Document excerpt:
────
Dec. 24, 2020
In my family, watching A Charlie Brown Christmas always kicked off the holiday season for us kids.
It drummed the meaning of Christmas into us, and many of those lessons still ring true today – in particular, the sentiment of peace on earth and goodwill toward others. In the context of a worldwide pandemic, that means protecting others and trying to keep everyone safe.
It’s been a very long year; for many, the most difficult year they have ever endured. Back in March, many of us thought life would be back to normal by now and we’d be celebrating the holidays and the end of 2020 with family and friends.
After the year we’ve had, it’s very tempting to ignore the health orders and take comfort in our traditions and our loved ones. I urge you to think of this Christmas as the latest lesson the pandemic has taught us, about the need to do our part and sometimes, to sacrifice some of our own joy and comfort for the good of others.
────
Supplied entries:
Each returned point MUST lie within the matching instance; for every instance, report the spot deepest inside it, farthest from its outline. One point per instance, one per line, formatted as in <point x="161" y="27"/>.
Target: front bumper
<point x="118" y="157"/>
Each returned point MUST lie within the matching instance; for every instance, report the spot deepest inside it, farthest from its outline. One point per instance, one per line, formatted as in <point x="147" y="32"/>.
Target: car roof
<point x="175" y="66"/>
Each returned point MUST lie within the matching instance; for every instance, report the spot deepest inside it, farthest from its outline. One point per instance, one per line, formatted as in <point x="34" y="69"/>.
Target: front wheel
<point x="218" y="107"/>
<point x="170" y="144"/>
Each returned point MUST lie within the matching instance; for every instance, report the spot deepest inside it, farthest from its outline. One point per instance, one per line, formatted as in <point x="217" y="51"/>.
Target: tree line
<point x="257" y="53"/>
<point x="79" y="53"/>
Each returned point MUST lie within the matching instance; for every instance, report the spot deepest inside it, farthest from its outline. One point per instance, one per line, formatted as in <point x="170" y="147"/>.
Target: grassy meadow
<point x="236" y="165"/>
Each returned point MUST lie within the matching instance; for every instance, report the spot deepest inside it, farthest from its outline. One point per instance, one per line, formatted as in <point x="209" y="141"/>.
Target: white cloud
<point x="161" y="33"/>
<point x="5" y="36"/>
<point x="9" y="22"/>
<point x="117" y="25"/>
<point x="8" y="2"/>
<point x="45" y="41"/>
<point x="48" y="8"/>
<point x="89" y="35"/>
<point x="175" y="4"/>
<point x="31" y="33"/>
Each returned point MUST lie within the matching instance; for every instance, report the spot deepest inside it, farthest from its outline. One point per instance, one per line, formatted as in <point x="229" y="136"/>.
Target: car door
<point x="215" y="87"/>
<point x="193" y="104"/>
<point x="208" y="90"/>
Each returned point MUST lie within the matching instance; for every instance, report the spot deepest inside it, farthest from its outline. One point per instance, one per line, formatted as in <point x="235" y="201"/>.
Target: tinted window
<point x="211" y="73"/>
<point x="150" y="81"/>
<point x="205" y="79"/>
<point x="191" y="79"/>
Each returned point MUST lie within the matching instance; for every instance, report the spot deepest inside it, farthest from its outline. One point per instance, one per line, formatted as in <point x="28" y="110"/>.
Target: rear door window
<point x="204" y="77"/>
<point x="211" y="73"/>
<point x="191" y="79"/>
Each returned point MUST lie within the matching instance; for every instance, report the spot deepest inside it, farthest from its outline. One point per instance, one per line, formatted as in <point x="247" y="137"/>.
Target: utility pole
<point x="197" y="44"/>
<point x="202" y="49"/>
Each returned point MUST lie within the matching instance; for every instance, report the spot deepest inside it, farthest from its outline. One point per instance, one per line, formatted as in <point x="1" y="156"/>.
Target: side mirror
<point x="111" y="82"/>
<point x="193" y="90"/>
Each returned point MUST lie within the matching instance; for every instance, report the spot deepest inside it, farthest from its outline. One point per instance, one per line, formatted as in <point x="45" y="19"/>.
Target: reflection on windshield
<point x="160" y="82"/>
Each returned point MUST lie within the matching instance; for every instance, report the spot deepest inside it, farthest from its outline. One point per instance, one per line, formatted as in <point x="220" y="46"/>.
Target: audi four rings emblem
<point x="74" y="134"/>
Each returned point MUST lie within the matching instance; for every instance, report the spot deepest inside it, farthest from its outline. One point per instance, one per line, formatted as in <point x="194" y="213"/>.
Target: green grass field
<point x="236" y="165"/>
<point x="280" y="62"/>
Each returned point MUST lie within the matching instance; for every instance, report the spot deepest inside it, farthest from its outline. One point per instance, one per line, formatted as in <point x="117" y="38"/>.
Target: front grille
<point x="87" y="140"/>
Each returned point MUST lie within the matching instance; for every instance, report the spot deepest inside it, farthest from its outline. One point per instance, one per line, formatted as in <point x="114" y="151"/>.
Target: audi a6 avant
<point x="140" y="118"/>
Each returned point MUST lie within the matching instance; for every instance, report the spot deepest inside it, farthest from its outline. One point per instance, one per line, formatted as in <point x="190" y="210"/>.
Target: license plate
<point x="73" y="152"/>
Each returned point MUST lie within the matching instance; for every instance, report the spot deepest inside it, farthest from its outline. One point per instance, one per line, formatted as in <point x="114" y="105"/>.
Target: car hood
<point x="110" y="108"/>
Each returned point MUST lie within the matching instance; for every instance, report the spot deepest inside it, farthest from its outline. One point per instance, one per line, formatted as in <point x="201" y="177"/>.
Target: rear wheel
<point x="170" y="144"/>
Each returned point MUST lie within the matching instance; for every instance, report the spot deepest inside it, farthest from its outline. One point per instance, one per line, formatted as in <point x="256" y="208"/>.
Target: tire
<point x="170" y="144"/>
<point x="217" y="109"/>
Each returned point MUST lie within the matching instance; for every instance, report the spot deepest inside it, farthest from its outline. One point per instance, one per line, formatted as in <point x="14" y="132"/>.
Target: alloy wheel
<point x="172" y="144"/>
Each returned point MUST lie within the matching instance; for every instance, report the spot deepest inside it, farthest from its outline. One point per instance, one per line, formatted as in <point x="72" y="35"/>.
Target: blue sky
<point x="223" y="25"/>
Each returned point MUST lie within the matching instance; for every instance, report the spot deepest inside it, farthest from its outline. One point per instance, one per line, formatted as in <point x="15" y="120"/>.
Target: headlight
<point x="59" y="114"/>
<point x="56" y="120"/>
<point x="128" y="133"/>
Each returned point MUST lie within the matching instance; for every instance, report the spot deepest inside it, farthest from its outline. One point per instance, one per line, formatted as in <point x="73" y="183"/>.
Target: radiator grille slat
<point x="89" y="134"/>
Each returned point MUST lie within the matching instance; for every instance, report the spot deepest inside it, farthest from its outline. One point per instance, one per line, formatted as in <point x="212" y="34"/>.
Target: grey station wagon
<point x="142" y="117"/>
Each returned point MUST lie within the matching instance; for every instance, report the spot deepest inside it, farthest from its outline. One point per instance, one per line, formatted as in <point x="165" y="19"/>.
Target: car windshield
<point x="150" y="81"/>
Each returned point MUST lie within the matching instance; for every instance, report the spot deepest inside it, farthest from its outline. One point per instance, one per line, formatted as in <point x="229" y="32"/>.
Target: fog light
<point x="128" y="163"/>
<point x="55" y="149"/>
────
Action item A: Copy the holiday message word for word, starting at "It drummed the" and stopping after "keep everyone safe.".
Action item B: According to the holiday message, what did watching A Charlie Brown Christmas always do for the kids in the writer's family?
Action item C: Continue the holiday message about Christmas during the pandemic from the point where it ends.
None of the rows are needed here.

Answer section A:
It drummed the meaning of Christmas into us, and many of those lessons still ring true today – in particular, the sentiment of peace on earth and goodwill toward others. In the context of a worldwide pandemic, that means protecting others and trying to keep everyone safe.

Answer section B: It kicked off the holiday season.

Answer section C:
Just like the Muslim community couldn’t gather for Ramadan, and the Jewish community couldn’t get together for Yom Kippur or Hannukah, it’s important that we avoid our usual Christmas and New Year’s gatherings this year.
Let’s take a cue from Charlie Brown – let’s focus on others, let’s be grateful for what we do have, and let’s find a way to turn lemons into lemonade.
Create new traditions this year. Visit with family and friends online. Try out some of the fun free activities for all ages posted on our CoquitlamSPIRIT page at www.coquitlam.ca/spirit. Bundle up and get outside with your household for some fresh air and exercise. Walk the river, explore the parks. Keep your distance from strangers but don’t forget to smile at them as you pass by.
There’s no denying it – this holiday season will be difficult for everyone, and more so for some than for others. Please think about those in your life who are alone or who could really use a laugh or a talk over the holidays, and reach out to them.
If you’re a person who is finding it all too much to bear, there is no shame in asking a loved one for help, or in using the many free resources that are available right now, like the virtual mental health supports on the B.C. government’s website at www.gov.bc.ca/covid19.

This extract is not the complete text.